# WHAT NEEDS TO BE DONE
Please reproduce every one of the following items word for word, without changing anything.
## START PROVIDED RECORDS
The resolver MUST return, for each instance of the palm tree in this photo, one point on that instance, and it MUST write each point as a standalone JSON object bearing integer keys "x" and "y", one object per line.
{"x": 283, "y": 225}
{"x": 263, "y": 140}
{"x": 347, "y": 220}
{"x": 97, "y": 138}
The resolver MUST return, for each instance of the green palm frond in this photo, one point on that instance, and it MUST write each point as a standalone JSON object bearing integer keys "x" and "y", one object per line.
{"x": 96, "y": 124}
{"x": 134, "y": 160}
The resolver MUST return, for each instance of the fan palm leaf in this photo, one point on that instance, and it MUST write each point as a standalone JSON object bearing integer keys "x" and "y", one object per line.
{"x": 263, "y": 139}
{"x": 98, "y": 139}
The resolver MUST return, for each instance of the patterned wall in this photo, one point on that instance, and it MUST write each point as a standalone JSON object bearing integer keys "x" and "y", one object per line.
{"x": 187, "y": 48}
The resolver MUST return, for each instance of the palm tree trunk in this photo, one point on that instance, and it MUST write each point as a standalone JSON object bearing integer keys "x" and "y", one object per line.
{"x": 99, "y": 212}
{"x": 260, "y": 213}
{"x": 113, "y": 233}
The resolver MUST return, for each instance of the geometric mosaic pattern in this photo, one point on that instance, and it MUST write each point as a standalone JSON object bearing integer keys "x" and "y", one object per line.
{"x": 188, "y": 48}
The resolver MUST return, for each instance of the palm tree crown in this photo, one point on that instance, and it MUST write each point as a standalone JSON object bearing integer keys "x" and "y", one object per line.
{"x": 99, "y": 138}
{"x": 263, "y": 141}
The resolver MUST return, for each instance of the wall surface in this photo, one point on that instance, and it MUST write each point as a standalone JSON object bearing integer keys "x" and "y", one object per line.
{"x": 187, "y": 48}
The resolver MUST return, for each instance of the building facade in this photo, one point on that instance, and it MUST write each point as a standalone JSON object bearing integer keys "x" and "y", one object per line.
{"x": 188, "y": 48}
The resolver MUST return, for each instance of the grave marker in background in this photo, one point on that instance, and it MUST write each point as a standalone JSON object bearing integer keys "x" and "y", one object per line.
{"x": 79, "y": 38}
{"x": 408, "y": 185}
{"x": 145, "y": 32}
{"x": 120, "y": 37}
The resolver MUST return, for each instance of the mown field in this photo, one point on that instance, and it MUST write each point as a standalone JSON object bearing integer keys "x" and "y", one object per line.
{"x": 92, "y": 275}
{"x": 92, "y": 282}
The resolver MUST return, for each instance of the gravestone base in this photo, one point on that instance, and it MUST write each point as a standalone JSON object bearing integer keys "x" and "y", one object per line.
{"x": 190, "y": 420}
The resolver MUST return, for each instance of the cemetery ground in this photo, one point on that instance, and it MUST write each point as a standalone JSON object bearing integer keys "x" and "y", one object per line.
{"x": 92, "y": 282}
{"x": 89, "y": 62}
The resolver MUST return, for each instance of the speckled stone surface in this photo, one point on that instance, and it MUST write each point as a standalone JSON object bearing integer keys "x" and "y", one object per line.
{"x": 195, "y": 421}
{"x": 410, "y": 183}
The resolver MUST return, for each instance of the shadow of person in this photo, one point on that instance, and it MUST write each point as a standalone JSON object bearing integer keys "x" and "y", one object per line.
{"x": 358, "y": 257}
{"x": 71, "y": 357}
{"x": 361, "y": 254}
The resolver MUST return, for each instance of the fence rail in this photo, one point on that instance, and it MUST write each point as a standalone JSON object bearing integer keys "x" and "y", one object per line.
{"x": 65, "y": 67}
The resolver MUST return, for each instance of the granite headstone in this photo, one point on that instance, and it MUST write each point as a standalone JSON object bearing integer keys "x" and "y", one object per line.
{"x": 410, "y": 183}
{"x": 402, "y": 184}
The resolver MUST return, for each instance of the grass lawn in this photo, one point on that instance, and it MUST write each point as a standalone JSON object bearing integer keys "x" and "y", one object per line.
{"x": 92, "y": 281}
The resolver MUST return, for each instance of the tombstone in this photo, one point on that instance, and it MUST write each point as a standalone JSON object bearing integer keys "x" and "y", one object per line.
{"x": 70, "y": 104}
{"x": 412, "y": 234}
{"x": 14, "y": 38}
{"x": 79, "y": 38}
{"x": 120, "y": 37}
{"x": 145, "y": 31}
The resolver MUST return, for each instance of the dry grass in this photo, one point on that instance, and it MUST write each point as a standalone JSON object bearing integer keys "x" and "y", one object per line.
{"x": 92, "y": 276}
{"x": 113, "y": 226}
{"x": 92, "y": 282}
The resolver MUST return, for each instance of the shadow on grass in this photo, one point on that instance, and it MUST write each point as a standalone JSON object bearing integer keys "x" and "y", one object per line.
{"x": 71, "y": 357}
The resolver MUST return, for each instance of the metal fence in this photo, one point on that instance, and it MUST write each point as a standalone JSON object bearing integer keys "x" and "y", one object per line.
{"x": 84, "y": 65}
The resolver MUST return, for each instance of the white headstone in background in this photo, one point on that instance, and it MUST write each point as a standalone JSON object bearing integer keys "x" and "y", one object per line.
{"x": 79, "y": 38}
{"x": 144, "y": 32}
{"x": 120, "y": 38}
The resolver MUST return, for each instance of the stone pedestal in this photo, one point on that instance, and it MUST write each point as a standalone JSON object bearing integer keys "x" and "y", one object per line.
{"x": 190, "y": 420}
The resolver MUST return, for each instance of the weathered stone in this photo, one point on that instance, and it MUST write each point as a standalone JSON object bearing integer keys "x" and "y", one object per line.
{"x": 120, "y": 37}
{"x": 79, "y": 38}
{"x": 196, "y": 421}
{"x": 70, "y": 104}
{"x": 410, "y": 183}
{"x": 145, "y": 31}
## END PROVIDED RECORDS
# THE ANSWER
The resolver MUST return, for each instance of the palm tree in this photo, one point on that instance, and it MUST write each point as a standalone JSON object bearing integer keys "x" and "y", one object per line.
{"x": 283, "y": 225}
{"x": 263, "y": 140}
{"x": 347, "y": 220}
{"x": 97, "y": 138}
The resolver MUST return, for each instance of the green palm frond in this photo, one point on that instance, and it MUST write each point as a standalone JSON object bearing integer keys "x" and "y", one object per line.
{"x": 96, "y": 124}
{"x": 134, "y": 160}
The resolver MUST return, for each instance of the fan palm leaf in this photo, one point on that instance, and it MUST write each point as a standalone JSON object bearing integer keys "x" and "y", one object per line.
{"x": 263, "y": 139}
{"x": 98, "y": 139}
The resolver MUST return, for each instance of the patterned wall in this photo, one point on that instance, and it MUST write each point as a standalone JSON object bearing integer keys "x" and "y", one object per line.
{"x": 187, "y": 48}
The resolver MUST return, for each instance of the palm tree trunk in this photo, one point on that instance, and it MUST write each point as a standalone JSON object bearing integer keys "x" and "y", one object per line.
{"x": 99, "y": 212}
{"x": 260, "y": 213}
{"x": 113, "y": 233}
The resolver MUST return, for each instance of the geometric mosaic pattern in this photo, one point on that instance, and it MUST write each point as a standalone JSON object bearing integer keys "x" and "y", one object per line.
{"x": 188, "y": 48}
The resolver MUST return, for each instance of the palm tree crown in this photo, one point on that instance, and it MUST write each point as a standalone JSON object bearing integer keys "x" and "y", one object per line.
{"x": 99, "y": 138}
{"x": 263, "y": 141}
The resolver MUST return, for each instance of the wall surface in this photo, one point on that instance, and it MUST write each point as a standalone JSON object bearing integer keys "x" and "y", one object per line.
{"x": 187, "y": 48}
The resolver MUST return, for each instance of the building facade in this photo, one point on that instance, and it MUST write each point as a standalone JSON object bearing integer keys "x" and "y", one object per line.
{"x": 188, "y": 48}
The resolver MUST return, for each instance of the grave marker in background in this photo, one point on that instance, and it MUST write each point as a standalone JSON object bearing integer keys "x" and "y", one object per line.
{"x": 79, "y": 38}
{"x": 408, "y": 185}
{"x": 145, "y": 32}
{"x": 120, "y": 37}
The resolver MUST return, for each instance of the mown field in this photo, one point on that instance, and it MUST write each point as a standalone JSON object bearing integer keys "x" and "y", one object per line.
{"x": 92, "y": 275}
{"x": 92, "y": 282}
The resolver MUST return, for each instance of the gravestone base in this photo, one point on that instance, and it MUST write each point as a standalone JSON object bearing integer keys "x" and "y", one object per line.
{"x": 190, "y": 420}
The resolver MUST return, for each instance of the cemetery ground in this photo, one point on that instance, and it MUST write each point as a standalone JSON object bearing integer keys "x" and "y", one object per line.
{"x": 92, "y": 282}
{"x": 89, "y": 62}
The resolver MUST return, for each instance of the speckled stone surface in this photo, one point on that instance, and it MUST write each point as a standalone JSON object bearing integer keys "x" and "y", one object per line.
{"x": 195, "y": 421}
{"x": 410, "y": 183}
The resolver MUST return, for each instance of the shadow of person in this photo, one point on that instance, and it MUST write each point as a standalone JSON object bearing integer keys "x" and "y", one object per line.
{"x": 358, "y": 257}
{"x": 71, "y": 357}
{"x": 361, "y": 254}
The resolver MUST return, for each instance of the fence rail in this photo, one point on that instance, and it MUST write each point as a standalone JSON object bearing integer keys "x" and "y", one object per line.
{"x": 65, "y": 67}
The resolver MUST return, for each instance of the granite headstone in this photo, one point on that instance, and it MUST write each point as a standalone JSON object bearing integer keys "x" and "y", one object per line.
{"x": 410, "y": 183}
{"x": 402, "y": 184}
The resolver MUST return, for each instance of the grass lawn in this photo, one point on that instance, and it MUST write each point as a standalone JSON object bearing integer keys "x" and "y", one object per line.
{"x": 92, "y": 281}
The resolver MUST return, for each instance of the tombstone in this photo, one point on that instance, and it MUST write each point as a standalone JSON object bearing integer keys "x" and "y", one object per line.
{"x": 70, "y": 104}
{"x": 412, "y": 234}
{"x": 14, "y": 38}
{"x": 79, "y": 38}
{"x": 120, "y": 37}
{"x": 145, "y": 31}
The resolver MUST return, for each instance of the dry grass in this photo, one point on that instance, and it MUST write each point as a standalone JSON object bearing integer keys "x" and "y", one object per line.
{"x": 92, "y": 276}
{"x": 113, "y": 226}
{"x": 92, "y": 282}
The resolver MUST return, for each instance of the shadow on grass in this photo, one point on that instance, and it MUST write each point as a standalone JSON object bearing integer keys "x" and "y", one object per line.
{"x": 71, "y": 357}
The resolver MUST return, for each instance of the metal fence in this photo, one point on that instance, and it MUST write each point as a standalone JSON object bearing integer keys "x" and "y", one object per line.
{"x": 84, "y": 65}
The resolver MUST return, for each instance of the white headstone in background in this photo, one point on that instance, and it MUST write each point as a standalone JSON object bearing integer keys "x" and "y", one object per line.
{"x": 79, "y": 38}
{"x": 144, "y": 32}
{"x": 120, "y": 38}
The resolver MUST return, for each instance of the stone pedestal in this photo, one point on that instance, and it MUST write each point as a standalone JSON object bearing integer keys "x" and "y", one object per line.
{"x": 190, "y": 420}
The resolver MUST return, for each instance of the weathered stone in this photo, one point on that instance, and it MUST write each point as a standalone JSON object bearing integer keys "x" and "y", one object per line.
{"x": 120, "y": 37}
{"x": 79, "y": 38}
{"x": 196, "y": 421}
{"x": 70, "y": 104}
{"x": 410, "y": 183}
{"x": 145, "y": 31}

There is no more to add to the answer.